- _Extract_:

———

For example, Ngwane's work with the Soweto Electricity
Crisis Committee involves reconnecting thousands of
households (illegally) in the wake of cut-offs by
the rapidly-privatising state electricity company
Eskom. The struggle was featured last month on the
front page of the Washington Post, on CNN and in all
the local media.
Minister of public enterprises Jeff Radebe--also a
senior SACP leader--labeled Ngwane and his merry band
of Operation Khanyisa ('Light Up') amateur-electricians
'criminals' and 'thugs' last week, and a tough crack-down
is anticipated.
Ngwane is in and out of court every few days for disconnecting
local ANC city councillors, a tactic the Sowetans
resorted to when all non-violence civil disobedience
protests failed, and he invariably brings along hundreds
of others who in solidarity demand that they be arrested
too.
(An academic analysis of the 'Soweto Electricity Crisis'
that my Municipal Services Project colleagues have
developed, working alongside the SECC, is at http://www.queensu.ca/msp
)
Another telling incident last week was the state's
announcement that it would take on a new World Bank
loan--only the second since 1994 thanks to widespread
opposition--which will bring technical and financial
"expertise" from the Bank into Johannesburg
and other municipalities.
Such expertise has already led to water privatisation,
as I wrote about here last April, and indirectly caused
the death of hundreds of people during the 2000-01
cholera outbreak. The cholera epicentre was the main
site where water was disconnected because impoverished
women-headed households couldn't pay the full operating
cost, as the Bank had insisted in a pricing policy
whose impact on South African water minister Kader
Asmal was 'instrumental,' the Bank later bragged.
Partly because this city hosts the World Summit on
Sustainable Development in September 2002 ("Rio+10"),
the elaboration and generalisation of global-local
linkages appears terribly important, in the run-up
to the Porto Alegre World Social Forum next month.

———

- _What you need to do_:
(1) In the extract about the Soweto Electricity Crisis Committee, what did Jeff Radebe call Ngwane and the Operation Khanyisa amateur electricians?
(2) Resume the commentary on the Soweto electricity struggle and the World Bank loan, writing on from its final sentence.

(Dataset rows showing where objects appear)
———

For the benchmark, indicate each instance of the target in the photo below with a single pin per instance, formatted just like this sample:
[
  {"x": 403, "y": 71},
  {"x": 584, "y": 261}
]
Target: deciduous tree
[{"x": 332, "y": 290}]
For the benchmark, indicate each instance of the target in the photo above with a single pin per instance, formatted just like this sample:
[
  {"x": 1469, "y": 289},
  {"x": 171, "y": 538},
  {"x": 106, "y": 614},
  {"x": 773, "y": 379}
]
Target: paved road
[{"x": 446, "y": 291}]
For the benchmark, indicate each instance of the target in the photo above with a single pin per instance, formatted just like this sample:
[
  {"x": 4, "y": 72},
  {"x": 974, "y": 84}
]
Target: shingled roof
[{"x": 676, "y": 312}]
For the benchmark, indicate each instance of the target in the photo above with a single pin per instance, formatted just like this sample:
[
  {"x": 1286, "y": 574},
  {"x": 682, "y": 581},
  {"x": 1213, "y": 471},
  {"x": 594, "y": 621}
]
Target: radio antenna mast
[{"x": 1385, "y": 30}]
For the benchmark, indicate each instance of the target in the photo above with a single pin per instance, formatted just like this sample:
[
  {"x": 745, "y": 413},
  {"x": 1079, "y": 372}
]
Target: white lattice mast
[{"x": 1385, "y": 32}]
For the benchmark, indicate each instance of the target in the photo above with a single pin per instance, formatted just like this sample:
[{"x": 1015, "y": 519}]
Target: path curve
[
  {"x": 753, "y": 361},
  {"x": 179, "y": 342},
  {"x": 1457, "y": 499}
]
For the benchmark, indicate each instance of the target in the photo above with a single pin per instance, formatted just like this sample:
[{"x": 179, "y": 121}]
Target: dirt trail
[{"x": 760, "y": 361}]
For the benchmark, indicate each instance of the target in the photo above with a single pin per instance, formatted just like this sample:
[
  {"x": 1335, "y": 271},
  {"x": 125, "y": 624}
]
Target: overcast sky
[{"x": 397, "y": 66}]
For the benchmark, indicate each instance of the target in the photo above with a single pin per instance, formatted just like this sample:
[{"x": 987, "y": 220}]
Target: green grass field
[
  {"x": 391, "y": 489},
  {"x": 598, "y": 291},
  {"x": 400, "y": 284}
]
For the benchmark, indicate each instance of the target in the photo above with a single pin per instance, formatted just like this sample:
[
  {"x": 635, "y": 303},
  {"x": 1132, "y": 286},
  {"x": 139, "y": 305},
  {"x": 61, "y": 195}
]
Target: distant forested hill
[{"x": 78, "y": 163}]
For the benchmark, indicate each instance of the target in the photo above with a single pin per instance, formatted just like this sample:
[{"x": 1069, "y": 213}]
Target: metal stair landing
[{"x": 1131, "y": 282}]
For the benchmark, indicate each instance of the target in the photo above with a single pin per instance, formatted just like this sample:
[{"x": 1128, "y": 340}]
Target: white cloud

———

- _Final results_:
(1) He called them "criminals" and "thugs."

(2)
I was delighted when comrades in various Washington
thinktanks began identifying the 'micro-neoliberal'
processes associated with the Bretton Woods Institutions,
and then campaigned successfully last year to prevent
the World Bank from imposing cost-recovery and user-fee
provisions in health and education programmes.
As a step along the way to shutting down the Bank
and IMF, this is great work. Its strategic merits
were confirmed during an intense workshop last week
on the steamy shores of Lake Malawi: the excellent
Southern African People's Solidarity Network (http://aidc.org.za)
called for the 'dismantling' of the Bank and IMF,
hand-in-hand with demilitarising this region, long
a playground for Cold Warriors, arms-traders, gun-toting
mining corporations, mercenaries, and other motley
imperialists.
It is often asked whether a deeper coherence and more
rigorous set of 'alternatives' can indeed emerge from
the cacophony of anti-neoliberal protest, including
at Rio+10.
One paternalistic and uncomprehending critic, Belgian
prime minister and European Union president Guy Verhofstadt,
argued recently that 'Protesters ask right questions,
yet they lack the right answers' for the Financial
Times (26 September).
In a more serious vein, the Financial Times reporter
James Harding ('Clamour against capitalism stilled,'
10 October) anticipated that in the wake of September
11, global justice movements would be 'derailed.'
One spurious reason was 'the absence of both leadership
and a cogent philosophy to inspire fellowship.' The
counterpoint is obvious: hierarchical leadership is
not necessarily a positive attribute for the kind
of broad-based opposition that is required, and that
is bubbling up from all corners of the world.
Still, a cogent approach to replacing monolithic Washington-centred
neoliberalism with far different philosophical and
practical arrangements is desirable, as the international
movements mature. I am not in any position to propose
such an approach, but can report on some of the embryonic
principles and strategies that have emerged here.
A series of strategic principles of social justice
are beginning--it appears--to take the following forms
in Southern Africa:
--decommodifying access to the basic goods and services
that we all need to survive;
--'deglobalisation of capital' and decommissioning
of the multilateral agencies that work most aggressively
on behalf of transnational capital;
--delinking from those circuits of finance, commerce
and direct investment that actively underdevelop Africa;
and
--denuding South Africa of its explicitly subimperialist
role in the region and denying Pretoria the pretention
that by joining the neoliberal project, on terms largely
dictated by Washington and the world's financial markets,
Africa as a continent will progress (my ZNet column
on November 18 provided details about this problem).
The first task I will try to report on regularly next
year across various sectors. In addition to access
to Aids drugs, the most compelling struggles may be
around water (see, e.g., my and Karen Bakker's ZNet
column last July on the Blue Planet Project).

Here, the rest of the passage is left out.